───── DATA PROVIDED ─────

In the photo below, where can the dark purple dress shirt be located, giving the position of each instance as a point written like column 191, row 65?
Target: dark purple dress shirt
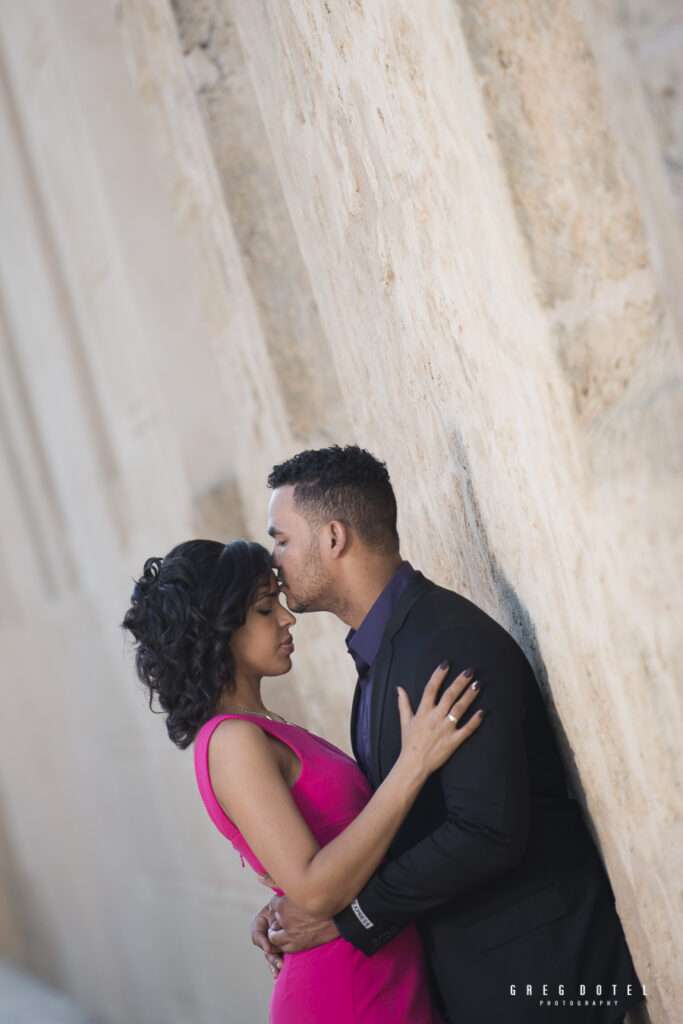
column 364, row 645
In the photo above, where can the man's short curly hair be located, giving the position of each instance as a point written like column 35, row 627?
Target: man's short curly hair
column 346, row 483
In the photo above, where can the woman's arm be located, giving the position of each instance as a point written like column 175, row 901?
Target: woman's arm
column 247, row 780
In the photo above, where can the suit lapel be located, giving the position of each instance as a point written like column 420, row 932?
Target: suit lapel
column 354, row 721
column 416, row 589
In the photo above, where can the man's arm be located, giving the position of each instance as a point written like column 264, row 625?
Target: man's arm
column 486, row 797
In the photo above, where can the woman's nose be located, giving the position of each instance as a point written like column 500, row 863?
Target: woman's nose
column 286, row 616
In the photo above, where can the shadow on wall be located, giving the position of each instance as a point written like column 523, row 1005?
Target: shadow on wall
column 511, row 612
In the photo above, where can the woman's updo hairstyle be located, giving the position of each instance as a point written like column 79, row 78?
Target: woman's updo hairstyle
column 183, row 610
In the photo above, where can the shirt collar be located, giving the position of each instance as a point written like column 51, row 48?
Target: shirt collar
column 364, row 643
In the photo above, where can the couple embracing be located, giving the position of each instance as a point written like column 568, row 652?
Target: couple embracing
column 443, row 875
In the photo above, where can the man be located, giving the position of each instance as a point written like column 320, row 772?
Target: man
column 494, row 862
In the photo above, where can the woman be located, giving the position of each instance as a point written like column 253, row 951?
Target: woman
column 208, row 626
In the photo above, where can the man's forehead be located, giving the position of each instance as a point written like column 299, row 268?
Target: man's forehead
column 281, row 507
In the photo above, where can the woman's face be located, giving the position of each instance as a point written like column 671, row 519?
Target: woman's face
column 263, row 645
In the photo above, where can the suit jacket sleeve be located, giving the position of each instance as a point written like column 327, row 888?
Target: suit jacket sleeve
column 485, row 792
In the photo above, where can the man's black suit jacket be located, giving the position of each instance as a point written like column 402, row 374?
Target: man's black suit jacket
column 494, row 862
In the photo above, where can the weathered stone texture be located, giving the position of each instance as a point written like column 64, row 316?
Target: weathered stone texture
column 449, row 231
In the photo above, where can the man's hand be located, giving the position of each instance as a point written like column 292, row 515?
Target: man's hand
column 259, row 936
column 292, row 930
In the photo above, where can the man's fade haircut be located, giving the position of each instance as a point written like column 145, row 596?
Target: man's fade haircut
column 345, row 483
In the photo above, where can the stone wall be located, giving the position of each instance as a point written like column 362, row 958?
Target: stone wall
column 451, row 232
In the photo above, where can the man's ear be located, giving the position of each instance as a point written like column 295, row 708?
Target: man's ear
column 337, row 538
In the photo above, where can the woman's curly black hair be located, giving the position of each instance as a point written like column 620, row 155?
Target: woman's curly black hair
column 183, row 610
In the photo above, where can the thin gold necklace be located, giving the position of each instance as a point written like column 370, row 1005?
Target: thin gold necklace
column 261, row 714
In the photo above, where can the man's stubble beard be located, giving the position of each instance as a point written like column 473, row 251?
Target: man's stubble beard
column 317, row 592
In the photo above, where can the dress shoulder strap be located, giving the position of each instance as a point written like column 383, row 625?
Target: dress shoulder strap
column 293, row 735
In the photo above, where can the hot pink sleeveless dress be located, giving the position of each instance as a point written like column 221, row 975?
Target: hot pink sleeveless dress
column 334, row 983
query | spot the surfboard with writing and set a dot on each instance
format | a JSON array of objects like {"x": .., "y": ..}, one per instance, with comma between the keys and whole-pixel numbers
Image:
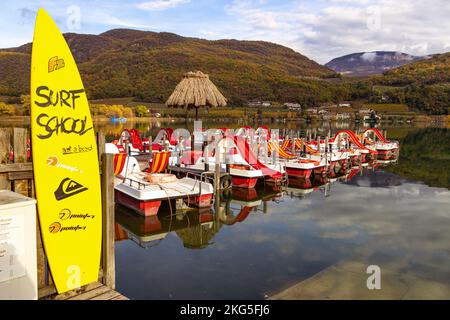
[{"x": 65, "y": 163}]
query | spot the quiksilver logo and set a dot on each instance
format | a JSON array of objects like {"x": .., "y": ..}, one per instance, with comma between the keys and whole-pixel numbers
[
  {"x": 68, "y": 188},
  {"x": 54, "y": 64}
]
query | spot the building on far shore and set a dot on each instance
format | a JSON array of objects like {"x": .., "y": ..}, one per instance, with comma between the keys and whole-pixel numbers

─────

◆ GIVEN INSTRUCTION:
Convert the records, from their first line through the line containing "column 364, row 645", into a Markdown table with the columns Row and Record line, and skip any blank lines. Leave the pictures out.

◆ THE RESPONSE:
| Row | Record line |
|---|---|
| 1 | In the photo below, where can the dark purple dress shirt be located, giving the position of each instance as a point written like column 191, row 65? |
| 2 | Target: dark purple dress shirt |
| 3 | column 364, row 645 |